» **EXCERPT PROVIDED**
....
Yeah I don't know what the right design is to check for free space
that's fs agnostic. If only it were simple to do a fallocate for 3000
8KiB files and 4000 2MiB files and if either of those fails, don't
start the upgrade. It would have to be some kind of virtual fallocate,
I bet 7000 fallocates at once is not so fast.

>>
>>  3) A file system should not refuse to store files (during system
>> upgrade or any other time), when there is 100 GB of free disk space
>> available,
>
> If you're checking just df, then that is by no means the full story.  In
> BTRFS and some other filesystems, df is advisory, not authoritative, and it
> doesn't provide any way to say things like 'you have a bunch of free space,
> but can only store lots of really small files right now', which is exactly
> the situation you were in.

I *think* he was in the opposite where a bunch of near empty data
chunks were allocated and the metadata chunks were nearly full. So
actually a bunch of big files was no problem, but an OS upgrade tends
to leverage Btrfs inline data, which is probably why it ran out of
space. Just a guess.


>>
>>  4) Not anywhere in any btrfs documentation (not even in btrfs
>> Gotchas) did I read any bold text saying *If installing btrfs, you
>> should always keep an eye on free space for metadata and perform
>> regular balances or otherwise you may corrupt your system.*
>>
>> And finally my question:
>>
>>  Is there a plan to detect such situation and perform an automatic
>> inline rebalance rather than reporting out-of-disk-space when there's
>> actually lots of free disk space available?
>
> There are some things already in place to try and prevent this on recent
> kernels (for example, completely empty chunks are automatically
> deallocated), but it's not easy to solve completely without making
> performance absolutely horrible.  Installing large numbers of packages at
> once (like a distro upgrade) is a particularly bad case for this, because
> most package managers unpack to a temporary location on-disk before copying
> the files in, and that tends to leave a lot of free space fragmentation
> within the chunks.  Ideally, this free space gets back-filled by new data,
> but that may not happen depending on numerous factors.

Yeah there's all sorts of crusty behaviors in OS installers and
updaters on all platforms that really need to be refactored but that's
a lot of work for something that doesn't happen that often.
....
» **SUPPLIED MATERIAL**
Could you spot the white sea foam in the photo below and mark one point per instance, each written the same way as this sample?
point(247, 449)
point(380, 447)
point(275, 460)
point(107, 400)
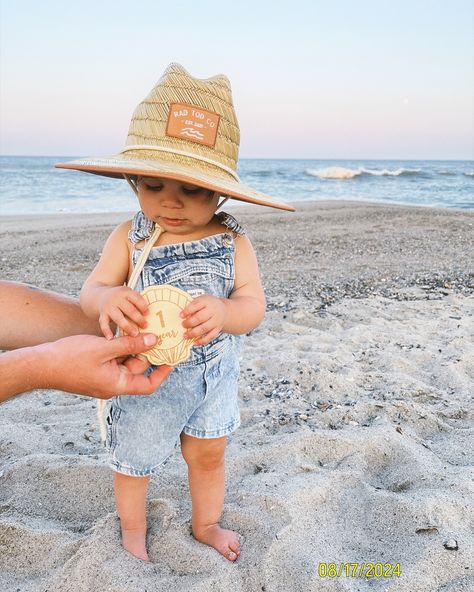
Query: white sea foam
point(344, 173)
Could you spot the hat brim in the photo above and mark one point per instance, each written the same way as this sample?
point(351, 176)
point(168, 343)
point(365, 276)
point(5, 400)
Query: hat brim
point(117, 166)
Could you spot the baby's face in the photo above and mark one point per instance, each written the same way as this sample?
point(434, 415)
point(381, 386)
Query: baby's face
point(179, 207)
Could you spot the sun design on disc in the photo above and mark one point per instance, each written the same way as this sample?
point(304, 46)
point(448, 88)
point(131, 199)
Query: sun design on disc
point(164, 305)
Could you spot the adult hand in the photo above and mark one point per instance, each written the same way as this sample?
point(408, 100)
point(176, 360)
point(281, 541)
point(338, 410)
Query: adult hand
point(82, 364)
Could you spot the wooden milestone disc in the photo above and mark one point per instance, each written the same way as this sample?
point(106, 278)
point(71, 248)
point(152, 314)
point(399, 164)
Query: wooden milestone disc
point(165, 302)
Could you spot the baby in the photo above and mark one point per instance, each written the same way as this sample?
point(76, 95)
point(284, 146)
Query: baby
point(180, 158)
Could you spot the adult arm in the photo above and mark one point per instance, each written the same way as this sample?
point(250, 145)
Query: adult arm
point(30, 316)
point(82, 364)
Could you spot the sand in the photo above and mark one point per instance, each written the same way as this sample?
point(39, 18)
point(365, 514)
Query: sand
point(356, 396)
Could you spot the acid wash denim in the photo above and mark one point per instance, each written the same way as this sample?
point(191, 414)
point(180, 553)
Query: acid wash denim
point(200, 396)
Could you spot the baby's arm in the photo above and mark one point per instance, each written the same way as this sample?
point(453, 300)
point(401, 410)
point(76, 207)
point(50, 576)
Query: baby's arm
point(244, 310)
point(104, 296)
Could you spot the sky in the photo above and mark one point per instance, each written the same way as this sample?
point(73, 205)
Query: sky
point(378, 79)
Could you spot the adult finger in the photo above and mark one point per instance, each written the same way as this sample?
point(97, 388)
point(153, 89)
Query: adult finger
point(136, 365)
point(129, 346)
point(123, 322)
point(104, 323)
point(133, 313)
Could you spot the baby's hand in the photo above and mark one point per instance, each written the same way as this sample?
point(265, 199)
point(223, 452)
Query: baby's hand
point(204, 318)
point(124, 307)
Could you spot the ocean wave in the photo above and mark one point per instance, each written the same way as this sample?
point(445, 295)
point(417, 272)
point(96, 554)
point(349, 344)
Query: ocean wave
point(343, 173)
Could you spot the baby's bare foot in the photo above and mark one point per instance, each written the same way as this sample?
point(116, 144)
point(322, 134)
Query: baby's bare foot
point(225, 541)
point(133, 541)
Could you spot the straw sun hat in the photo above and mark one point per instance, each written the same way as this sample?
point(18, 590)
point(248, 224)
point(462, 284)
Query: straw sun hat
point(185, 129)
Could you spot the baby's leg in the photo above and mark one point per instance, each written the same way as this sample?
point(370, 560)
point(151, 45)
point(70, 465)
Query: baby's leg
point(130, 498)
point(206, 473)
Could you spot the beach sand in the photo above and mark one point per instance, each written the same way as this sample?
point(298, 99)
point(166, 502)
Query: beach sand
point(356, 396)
....
Answer these questions using the excerpt about Btrfs free space:
(a) How many files of each size are mentioned as worth test-allocating with fallocate before an upgrade starts?
(b) In BTRFS and some other filesystems, how is df described?
(c) What happens to completely empty chunks on recent kernels?

» **PROBLEM SOLUTION**
(a) 3000 files of 8KiB and 4000 files of 2MiB.
(b) It is advisory, not authoritative.
(c) They are automatically deallocated.